* **Given records**
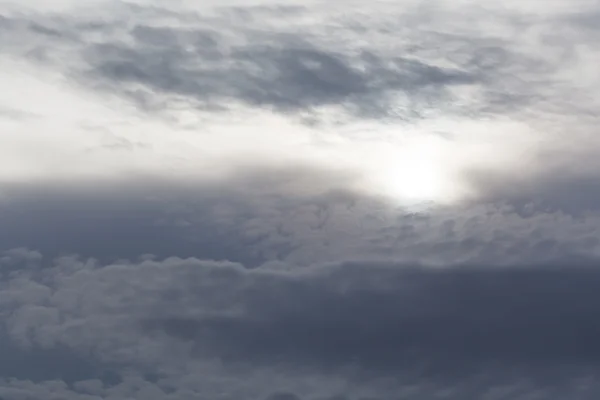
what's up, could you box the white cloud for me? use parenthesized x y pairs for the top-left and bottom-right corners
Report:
(1, 0), (599, 206)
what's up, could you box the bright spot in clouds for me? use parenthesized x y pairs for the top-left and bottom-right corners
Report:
(0, 53), (461, 202)
(0, 56), (537, 205)
(0, 0), (583, 208)
(371, 137), (451, 204)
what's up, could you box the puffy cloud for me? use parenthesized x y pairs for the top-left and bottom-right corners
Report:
(2, 252), (600, 398)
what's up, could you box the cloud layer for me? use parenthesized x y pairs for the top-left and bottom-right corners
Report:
(1, 0), (600, 204)
(2, 0), (600, 399)
(3, 253), (600, 399)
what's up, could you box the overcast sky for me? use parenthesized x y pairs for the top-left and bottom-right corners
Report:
(1, 0), (600, 399)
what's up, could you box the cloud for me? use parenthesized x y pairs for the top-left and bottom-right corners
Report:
(146, 262), (600, 371)
(3, 252), (600, 398)
(2, 0), (600, 208)
(2, 0), (600, 398)
(0, 337), (108, 384)
(0, 0), (581, 123)
(2, 173), (600, 267)
(465, 165), (600, 214)
(82, 26), (477, 120)
(265, 393), (302, 400)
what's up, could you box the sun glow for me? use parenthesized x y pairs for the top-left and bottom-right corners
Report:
(379, 155), (446, 202)
(0, 57), (538, 209)
(364, 136), (460, 206)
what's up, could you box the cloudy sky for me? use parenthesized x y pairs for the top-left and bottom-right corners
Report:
(1, 0), (600, 398)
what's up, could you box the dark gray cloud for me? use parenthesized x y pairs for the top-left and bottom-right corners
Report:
(265, 392), (302, 400)
(0, 168), (361, 266)
(0, 181), (255, 265)
(83, 34), (476, 120)
(0, 335), (108, 384)
(4, 249), (600, 398)
(2, 171), (600, 268)
(4, 169), (599, 397)
(144, 261), (600, 374)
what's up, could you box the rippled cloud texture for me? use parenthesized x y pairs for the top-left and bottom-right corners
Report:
(2, 0), (600, 399)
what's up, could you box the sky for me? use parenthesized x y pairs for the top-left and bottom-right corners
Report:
(1, 0), (600, 399)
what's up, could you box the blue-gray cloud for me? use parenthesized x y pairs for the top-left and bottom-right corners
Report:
(4, 251), (600, 399)
(2, 173), (600, 267)
(145, 261), (600, 373)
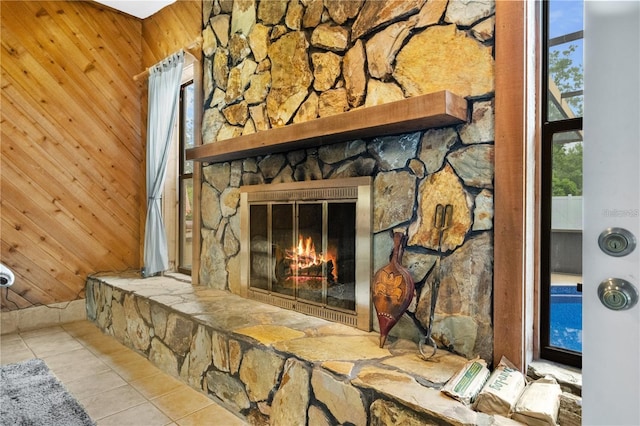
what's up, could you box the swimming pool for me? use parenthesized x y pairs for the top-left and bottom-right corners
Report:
(550, 285), (582, 352)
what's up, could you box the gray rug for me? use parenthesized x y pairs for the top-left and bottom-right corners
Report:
(1, 358), (95, 426)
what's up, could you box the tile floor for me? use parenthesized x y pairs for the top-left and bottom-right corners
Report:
(0, 321), (247, 426)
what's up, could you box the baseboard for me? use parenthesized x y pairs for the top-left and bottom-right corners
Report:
(1, 299), (87, 335)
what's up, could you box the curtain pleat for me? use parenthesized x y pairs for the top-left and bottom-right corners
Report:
(143, 51), (185, 277)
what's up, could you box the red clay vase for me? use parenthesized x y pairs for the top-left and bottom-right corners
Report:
(372, 232), (415, 348)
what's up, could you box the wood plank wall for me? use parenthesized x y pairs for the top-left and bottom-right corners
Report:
(141, 0), (202, 69)
(0, 0), (200, 311)
(1, 1), (142, 311)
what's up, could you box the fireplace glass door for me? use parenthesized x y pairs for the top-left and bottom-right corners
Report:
(240, 178), (371, 330)
(249, 201), (356, 311)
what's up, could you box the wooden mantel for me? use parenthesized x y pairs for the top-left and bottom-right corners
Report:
(187, 90), (468, 163)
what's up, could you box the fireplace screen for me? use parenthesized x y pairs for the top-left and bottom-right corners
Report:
(240, 178), (371, 330)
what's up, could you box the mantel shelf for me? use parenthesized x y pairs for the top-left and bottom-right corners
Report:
(186, 90), (467, 163)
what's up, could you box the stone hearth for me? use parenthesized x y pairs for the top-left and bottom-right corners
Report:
(85, 273), (520, 425)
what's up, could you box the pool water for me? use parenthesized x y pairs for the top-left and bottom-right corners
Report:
(550, 285), (582, 352)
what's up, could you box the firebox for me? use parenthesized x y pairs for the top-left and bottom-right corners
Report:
(239, 177), (372, 330)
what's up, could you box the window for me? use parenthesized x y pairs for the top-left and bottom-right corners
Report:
(163, 63), (195, 274)
(540, 0), (584, 367)
(178, 80), (195, 273)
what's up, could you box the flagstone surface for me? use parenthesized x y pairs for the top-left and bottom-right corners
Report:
(86, 273), (516, 425)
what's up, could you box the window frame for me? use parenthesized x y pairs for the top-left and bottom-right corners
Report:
(539, 0), (583, 368)
(178, 79), (194, 275)
(493, 0), (537, 371)
(161, 60), (198, 277)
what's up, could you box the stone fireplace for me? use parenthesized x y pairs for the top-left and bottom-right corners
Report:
(239, 177), (372, 330)
(198, 120), (494, 362)
(193, 0), (496, 364)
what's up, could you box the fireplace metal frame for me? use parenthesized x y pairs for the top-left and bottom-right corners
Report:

* **Task statement**
The listing is to be repeated word for word, with all pictures omitted.

* **Response to this task**
what's up, could you box the white cloud for me? use parenthesized x y pairs for the top-left and bottom-right corners
Report:
(1, 0), (599, 206)
what's up, could you box the bright spot in clouds for me? use parenthesized x y pairs for the top-left and bottom-right corners
Report:
(0, 53), (461, 202)
(0, 56), (537, 205)
(0, 0), (583, 208)
(371, 137), (451, 204)
what's up, could you box the puffy cloud for me? use parenthesized x y pairs for the top-left and bottom-right corners
Report:
(2, 252), (600, 398)
what's up, could you box the cloud layer for me? use parenthesized x y pairs for the top-left and bottom-right corners
Report:
(1, 0), (600, 204)
(2, 0), (600, 399)
(3, 253), (600, 399)
what's up, could you box the overcast sky for me? use parenthesized x y pairs for the top-left and bottom-right corners
Report:
(1, 0), (600, 399)
what's up, could you box the cloud for me? use parenthesized x y pairs for the top-left and bottom-right corners
Report:
(146, 262), (600, 371)
(3, 252), (600, 398)
(2, 0), (600, 208)
(2, 0), (600, 398)
(0, 337), (108, 384)
(0, 0), (581, 123)
(2, 173), (600, 267)
(465, 165), (600, 214)
(82, 26), (477, 120)
(265, 393), (302, 400)
what's up, could you box the sun glow for me? use parenthesized x y pairs for the top-left and bottom-right corners
Report:
(379, 155), (446, 202)
(0, 57), (538, 209)
(364, 136), (460, 206)
what's up, could you box the cloudy sky for me? use parenthesized x y pairs for the top-left and bottom-right corners
Report:
(1, 0), (600, 398)
what's up, could you box the dark gray cloud for me? use parenthesized x y pairs for the top-left and bottom-right corners
Report:
(265, 392), (302, 400)
(0, 168), (361, 266)
(0, 181), (255, 265)
(83, 34), (476, 120)
(0, 335), (108, 384)
(4, 249), (600, 398)
(2, 171), (600, 268)
(4, 169), (599, 397)
(144, 261), (600, 374)
what's up, could you box the rippled cloud texture for me? use parenthesized x y pairs for the top-left and bottom-right corners
Report:
(2, 0), (600, 399)
what's up, could you box the sky for me? use parenthesized x y pairs for the top-left and bottom-right corners
Report:
(1, 0), (600, 399)
what's up, could you box the blue-gray cloud for me? use parenthesized x y pairs for the top-left and bottom-right corners
Report:
(4, 251), (600, 399)
(2, 173), (600, 267)
(145, 261), (600, 373)
what's up, could you box the swimming pool for me? use parenthesized x y pairs for the top-left and bottom-right corners
Report:
(550, 285), (582, 352)
what's up, could you box the gray rug for me? use parenthesized x y pairs for the top-left and bottom-right corners
Report:
(1, 358), (95, 426)
what's up, could you box the tile floor for me? use parenthesized x y pairs for the top-left and bottom-right corners
Report:
(0, 321), (247, 426)
what's up, could you box the baseboard for me? use parenthesized x y pairs for the top-left and bottom-right corners
Report:
(1, 299), (87, 335)
what's up, could you box the curtain pleat for me? use parenthesized x y pairs for the top-left and bottom-right corners
Report:
(143, 51), (185, 277)
what's up, could you box the red clay vase for me? use parenthesized x y pairs for the top-left and bottom-right corners
Report:
(372, 232), (415, 348)
what's up, could you box the wood plank wall for me? use parenthesized x y pairs for the top-left and bottom-right corners
Report:
(141, 0), (202, 69)
(0, 0), (200, 311)
(1, 1), (142, 311)
what's up, could you box the fireplace glass door for me? use parenthesized x y pairs for the top-left and bottom-right corners
Report:
(240, 178), (371, 330)
(249, 201), (356, 311)
what's up, could you box the wooden mantel for me? use parenthesized x y pairs for the top-left and bottom-right corners
Report:
(187, 90), (468, 163)
what's up, could you box the fireplace screen for me? use parenthesized x y pairs for the top-left and bottom-right corners
Report:
(240, 178), (371, 330)
what's up, could you box the mantel shelf for me? use parenthesized x y pairs for the top-left and bottom-right corners
Report:
(186, 90), (467, 163)
what's up, could you box the stone hearth for me? use parenthesized x y pairs for the top-left and bottom-right corners
Report:
(85, 273), (520, 425)
what's up, could you box the pool water for me? use parenthesized x y pairs for the top-left and bottom-right corners
Report:
(550, 285), (582, 352)
what's up, could you box the firebox for me? use parenthesized x y pairs for the top-left and bottom-right corners
Report:
(239, 177), (372, 330)
what's up, could you box the window for me? use parenthesized x y pairs for the top-left and bottom-right corners
Report:
(163, 63), (195, 274)
(540, 0), (584, 367)
(178, 80), (195, 273)
what's up, could you box the flagstone surface for me? use parenthesized x y pairs for the top-left and bottom-right corners
Report:
(86, 273), (516, 425)
what's up, could you box the window frame for me? use parenthesized x y pairs for the top-left and bottom-right corners
Report:
(539, 0), (583, 368)
(178, 79), (194, 275)
(493, 0), (537, 371)
(161, 60), (198, 277)
what's up, could you box the stone fireplace for me? use parenthesized x y pairs for the top-left and bottom-right corners
Report:
(239, 177), (372, 330)
(198, 120), (494, 362)
(193, 0), (496, 364)
what's up, could you box the fireplace metal frame for me? use parenthesized x y pairs for the top-left and bottom-right corners
Report:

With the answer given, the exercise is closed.